**SET EXERCISE**
Copy the lines below verbatim, but only from the line containing "Where can the cabinet" through the end of the data.

** start of DATASET EXCERPTS **

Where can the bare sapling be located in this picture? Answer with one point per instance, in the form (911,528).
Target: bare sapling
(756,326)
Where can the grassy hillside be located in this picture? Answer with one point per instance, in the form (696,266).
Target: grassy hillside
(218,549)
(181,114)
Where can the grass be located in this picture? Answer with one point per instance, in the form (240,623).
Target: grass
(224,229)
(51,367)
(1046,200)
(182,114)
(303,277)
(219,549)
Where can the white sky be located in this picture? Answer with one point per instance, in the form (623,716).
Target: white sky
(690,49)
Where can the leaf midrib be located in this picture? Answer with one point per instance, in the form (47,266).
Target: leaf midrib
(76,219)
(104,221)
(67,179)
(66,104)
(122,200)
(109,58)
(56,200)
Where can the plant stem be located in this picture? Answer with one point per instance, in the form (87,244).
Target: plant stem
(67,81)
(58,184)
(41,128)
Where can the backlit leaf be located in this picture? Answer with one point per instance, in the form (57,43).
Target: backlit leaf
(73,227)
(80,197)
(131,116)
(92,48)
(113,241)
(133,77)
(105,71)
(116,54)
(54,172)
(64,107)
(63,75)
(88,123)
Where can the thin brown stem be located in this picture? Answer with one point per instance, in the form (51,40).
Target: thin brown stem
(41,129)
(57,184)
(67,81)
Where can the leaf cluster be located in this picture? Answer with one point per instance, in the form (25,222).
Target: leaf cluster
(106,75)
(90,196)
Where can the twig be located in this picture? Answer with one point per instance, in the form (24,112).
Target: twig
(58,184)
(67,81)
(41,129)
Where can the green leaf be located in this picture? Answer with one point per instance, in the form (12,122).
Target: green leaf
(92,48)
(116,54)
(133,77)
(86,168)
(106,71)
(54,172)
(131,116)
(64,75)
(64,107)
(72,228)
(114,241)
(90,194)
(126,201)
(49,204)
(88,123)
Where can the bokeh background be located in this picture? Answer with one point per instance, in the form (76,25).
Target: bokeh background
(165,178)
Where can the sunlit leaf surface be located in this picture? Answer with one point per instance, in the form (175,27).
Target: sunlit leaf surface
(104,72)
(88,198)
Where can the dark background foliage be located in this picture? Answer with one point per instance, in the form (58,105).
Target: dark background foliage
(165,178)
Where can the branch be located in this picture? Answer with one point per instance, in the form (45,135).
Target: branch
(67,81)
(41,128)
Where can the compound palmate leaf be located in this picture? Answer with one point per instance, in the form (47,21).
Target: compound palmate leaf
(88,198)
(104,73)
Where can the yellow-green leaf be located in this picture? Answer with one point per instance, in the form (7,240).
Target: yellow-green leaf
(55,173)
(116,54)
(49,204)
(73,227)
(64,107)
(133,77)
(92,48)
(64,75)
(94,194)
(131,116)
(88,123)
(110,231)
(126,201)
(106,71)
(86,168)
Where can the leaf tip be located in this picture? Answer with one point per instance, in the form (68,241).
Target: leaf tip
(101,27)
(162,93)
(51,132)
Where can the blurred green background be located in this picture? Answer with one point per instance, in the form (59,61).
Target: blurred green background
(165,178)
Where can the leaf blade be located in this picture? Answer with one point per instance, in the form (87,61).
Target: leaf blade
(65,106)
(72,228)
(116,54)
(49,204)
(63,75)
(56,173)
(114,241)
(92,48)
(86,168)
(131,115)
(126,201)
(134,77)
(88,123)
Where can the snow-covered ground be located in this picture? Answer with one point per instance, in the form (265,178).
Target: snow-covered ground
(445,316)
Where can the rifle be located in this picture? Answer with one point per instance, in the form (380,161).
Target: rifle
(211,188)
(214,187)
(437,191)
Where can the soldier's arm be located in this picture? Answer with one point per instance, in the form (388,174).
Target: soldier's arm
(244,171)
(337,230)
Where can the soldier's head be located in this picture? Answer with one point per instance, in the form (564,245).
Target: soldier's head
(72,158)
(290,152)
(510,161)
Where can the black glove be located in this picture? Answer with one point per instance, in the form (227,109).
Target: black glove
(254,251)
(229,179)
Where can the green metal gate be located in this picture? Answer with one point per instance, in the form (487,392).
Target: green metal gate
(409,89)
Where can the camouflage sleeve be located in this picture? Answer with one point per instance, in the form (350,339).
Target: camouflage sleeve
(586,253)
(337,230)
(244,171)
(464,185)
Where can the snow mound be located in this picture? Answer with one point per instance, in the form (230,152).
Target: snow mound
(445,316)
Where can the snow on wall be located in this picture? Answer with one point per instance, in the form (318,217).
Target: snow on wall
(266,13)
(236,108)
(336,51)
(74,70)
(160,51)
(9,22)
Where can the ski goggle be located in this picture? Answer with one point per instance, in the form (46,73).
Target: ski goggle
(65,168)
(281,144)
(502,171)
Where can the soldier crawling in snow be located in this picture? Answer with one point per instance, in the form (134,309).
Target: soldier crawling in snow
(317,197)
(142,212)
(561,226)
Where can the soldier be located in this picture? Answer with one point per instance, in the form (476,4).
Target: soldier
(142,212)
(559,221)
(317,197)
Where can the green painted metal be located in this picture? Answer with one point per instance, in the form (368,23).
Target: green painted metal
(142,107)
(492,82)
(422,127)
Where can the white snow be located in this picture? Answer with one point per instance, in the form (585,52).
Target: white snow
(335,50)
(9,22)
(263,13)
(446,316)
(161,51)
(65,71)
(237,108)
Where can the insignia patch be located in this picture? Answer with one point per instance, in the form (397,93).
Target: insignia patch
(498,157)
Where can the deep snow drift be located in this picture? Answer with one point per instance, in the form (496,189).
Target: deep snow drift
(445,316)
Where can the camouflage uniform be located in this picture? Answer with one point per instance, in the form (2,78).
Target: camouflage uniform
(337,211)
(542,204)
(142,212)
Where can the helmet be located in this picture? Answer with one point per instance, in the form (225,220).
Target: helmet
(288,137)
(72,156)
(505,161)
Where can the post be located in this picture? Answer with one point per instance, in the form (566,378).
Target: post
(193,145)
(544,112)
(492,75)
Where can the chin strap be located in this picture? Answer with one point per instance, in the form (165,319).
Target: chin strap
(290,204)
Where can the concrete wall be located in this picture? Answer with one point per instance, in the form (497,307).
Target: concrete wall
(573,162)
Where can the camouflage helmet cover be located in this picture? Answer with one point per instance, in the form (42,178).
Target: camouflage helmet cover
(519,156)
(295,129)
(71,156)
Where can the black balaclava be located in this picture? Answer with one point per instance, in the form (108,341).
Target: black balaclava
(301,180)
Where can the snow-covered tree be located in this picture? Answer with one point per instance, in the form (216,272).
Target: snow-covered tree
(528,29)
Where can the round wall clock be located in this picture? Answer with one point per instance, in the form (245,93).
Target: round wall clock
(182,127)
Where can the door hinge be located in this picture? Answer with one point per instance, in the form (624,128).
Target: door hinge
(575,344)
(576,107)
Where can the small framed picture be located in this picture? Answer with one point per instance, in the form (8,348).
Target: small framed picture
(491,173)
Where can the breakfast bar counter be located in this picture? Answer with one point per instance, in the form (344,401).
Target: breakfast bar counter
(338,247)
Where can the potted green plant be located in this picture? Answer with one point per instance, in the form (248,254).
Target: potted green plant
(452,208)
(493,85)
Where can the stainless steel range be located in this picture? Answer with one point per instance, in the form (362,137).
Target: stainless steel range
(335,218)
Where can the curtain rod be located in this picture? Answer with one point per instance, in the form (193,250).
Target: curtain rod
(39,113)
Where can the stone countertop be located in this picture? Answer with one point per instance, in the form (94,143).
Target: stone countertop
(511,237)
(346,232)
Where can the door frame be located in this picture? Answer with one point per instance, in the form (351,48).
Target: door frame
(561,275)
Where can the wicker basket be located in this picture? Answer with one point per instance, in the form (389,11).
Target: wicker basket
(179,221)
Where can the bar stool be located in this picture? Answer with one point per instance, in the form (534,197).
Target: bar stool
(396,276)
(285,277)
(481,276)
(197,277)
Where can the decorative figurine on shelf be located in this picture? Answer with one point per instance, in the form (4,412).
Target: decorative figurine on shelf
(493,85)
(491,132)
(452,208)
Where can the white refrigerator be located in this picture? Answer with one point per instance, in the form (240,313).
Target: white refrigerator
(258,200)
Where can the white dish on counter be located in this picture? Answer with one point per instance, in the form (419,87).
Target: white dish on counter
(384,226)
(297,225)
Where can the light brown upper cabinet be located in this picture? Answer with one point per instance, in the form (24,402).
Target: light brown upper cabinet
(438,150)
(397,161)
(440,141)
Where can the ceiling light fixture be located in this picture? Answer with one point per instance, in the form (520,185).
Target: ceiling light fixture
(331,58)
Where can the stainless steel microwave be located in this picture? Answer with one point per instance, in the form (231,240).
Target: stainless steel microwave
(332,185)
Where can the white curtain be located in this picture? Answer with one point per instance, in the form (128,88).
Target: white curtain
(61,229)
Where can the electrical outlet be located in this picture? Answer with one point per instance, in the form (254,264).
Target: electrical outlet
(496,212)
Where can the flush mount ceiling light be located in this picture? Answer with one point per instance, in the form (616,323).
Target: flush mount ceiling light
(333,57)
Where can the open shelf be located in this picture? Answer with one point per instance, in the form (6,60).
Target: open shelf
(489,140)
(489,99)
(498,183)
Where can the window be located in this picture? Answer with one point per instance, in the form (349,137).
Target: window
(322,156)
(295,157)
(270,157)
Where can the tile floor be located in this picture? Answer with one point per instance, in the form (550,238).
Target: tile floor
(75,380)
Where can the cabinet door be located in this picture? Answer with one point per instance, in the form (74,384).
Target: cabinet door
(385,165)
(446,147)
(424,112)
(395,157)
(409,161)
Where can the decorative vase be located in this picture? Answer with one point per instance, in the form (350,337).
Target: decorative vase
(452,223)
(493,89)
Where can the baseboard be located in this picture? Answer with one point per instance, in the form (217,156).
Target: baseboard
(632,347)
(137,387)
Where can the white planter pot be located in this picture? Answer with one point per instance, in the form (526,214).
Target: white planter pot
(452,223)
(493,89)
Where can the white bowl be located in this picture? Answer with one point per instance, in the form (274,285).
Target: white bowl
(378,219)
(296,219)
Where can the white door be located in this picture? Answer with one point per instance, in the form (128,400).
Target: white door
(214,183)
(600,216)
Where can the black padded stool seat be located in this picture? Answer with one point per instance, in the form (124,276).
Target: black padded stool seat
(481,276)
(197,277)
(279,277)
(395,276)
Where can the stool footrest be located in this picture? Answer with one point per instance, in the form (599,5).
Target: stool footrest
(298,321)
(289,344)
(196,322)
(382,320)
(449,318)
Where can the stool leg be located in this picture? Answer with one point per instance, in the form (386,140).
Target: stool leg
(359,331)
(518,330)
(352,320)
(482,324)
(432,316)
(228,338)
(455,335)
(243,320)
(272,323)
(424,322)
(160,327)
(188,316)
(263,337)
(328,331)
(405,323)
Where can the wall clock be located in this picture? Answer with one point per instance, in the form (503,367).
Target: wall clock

** end of DATASET EXCERPTS **

**SOLVED EXERCISE**
Where can the cabinet door be located in this picture? Answer with one point per instance, in the form (74,384).
Target: cabinet door
(385,165)
(446,147)
(424,112)
(395,157)
(409,161)
Where can the decorative vase be located in this picture? Answer with one point per instance, in the form (350,337).
Target: decorative vase
(452,223)
(493,89)
Where can the baseboard be located in this picture? Answer with one point per instance, in the form (217,156).
Target: baseboard
(632,347)
(137,387)
Where can the white planter pot be located in this picture? Answer with one point per instance, in the form (526,214).
Target: white planter pot
(452,223)
(493,89)
Where can the white bowl be located in this picture? Answer with one point per instance, in the form (274,285).
Target: white bowl
(378,219)
(296,219)
Where can the white door be located in this picture? Answer with one point per instance, in the form (128,400).
Target: white door
(214,183)
(600,216)
Where can the black padded stool seat be located in this picture? Answer with one point per instance, in the form (124,276).
Target: black padded stool seat
(481,276)
(197,277)
(279,277)
(395,276)
Where can the stool footrest be located in this picture? Answer with one point per instance, in the form (599,5).
Target: stool footrest
(298,321)
(289,344)
(196,322)
(382,320)
(449,318)
Where can the stool leg be located in this picture? Answer with one point per instance, in the form (386,140).
Target: stool leg
(359,331)
(518,330)
(352,320)
(482,324)
(432,316)
(228,338)
(455,335)
(243,320)
(272,323)
(424,322)
(160,327)
(188,316)
(263,337)
(328,331)
(405,323)
Where can the wall clock be located in this picture? Answer with one point per instance, in the form (503,367).
Target: wall clock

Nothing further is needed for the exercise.